文本节选 –

Python 爬虫工具 BeautifulSoup

文章目录

1. BeautifulSoup 概述
- 1.1. 安装
2. 对象的种类
- 2.1. BeautifulSoup
- 2.2. NavigableString（字符串）
- 2.3. Comment
- 2.4. Tag
- - 2.4.1. 获取标签的名称
  - 2.4.2. 获取标签的属性
  - 2.4.3. 获取标签的内容
  - - 2.4.3.1. tag.string
    - 2.4.3.2. tag.strings
    - 2.4.3.3. tag.text
    - 2.4.3.4. tag.stripped_strings
  - 2.4.4. 嵌套选择
  - 2.4.5. 子节点、子孙节点
  - 2.4.6. 父节点、祖先节点
  - 2.4.7. 兄弟节点
3. 文档树搜索
- 3.1. find_all（查找多个）
- - 3.1.1. name 参数
  - - 3.1.1.1. 字符串（根据标签名搜索）
    - 3.1.1.1. 正则表达式
    - 3.1.1.1. 列表
    - 3.1.1.1. 方法
    - 3.1.1.1. True
  - 3.1.2. keyword 参数（根据属性值搜索）
  - 3.1.3. string 参数（根据内容搜索标签）
  - 3.1.4. limit 参数
  - 3.1.5. recursive 参数
- 3.2. find（查找单个）
- 3.3. find_parents() 和 find_parent()
- 3.4. find_next_siblings() 和 find_next_sibling()
- 3.5. find_all_next() 和 find_next()

1. BeautifulSoup 概述

简单来说，Beautiful Soup 是 python 的一个库，最主要的功能是从网页抓取数据。官方解释如下：
Beautiful Soup 提供一些简单的、python 式的函数用来处理导航、搜索、修改分析树等功能。
它是一个工具箱，通过解析文档为用户提供需要抓取的数据，因为简单，所以不需要多少代码就可以写出一个完整的应用程序。

任务目标 – 根据上面的文本节选，Beautiful Soup 最主要的功能是什么？请用一句话作答。

数据节选 –

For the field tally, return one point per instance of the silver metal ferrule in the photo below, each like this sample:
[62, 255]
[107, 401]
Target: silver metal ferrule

练习解答 – Beautiful Soup 最主要的功能是从网页抓取数据。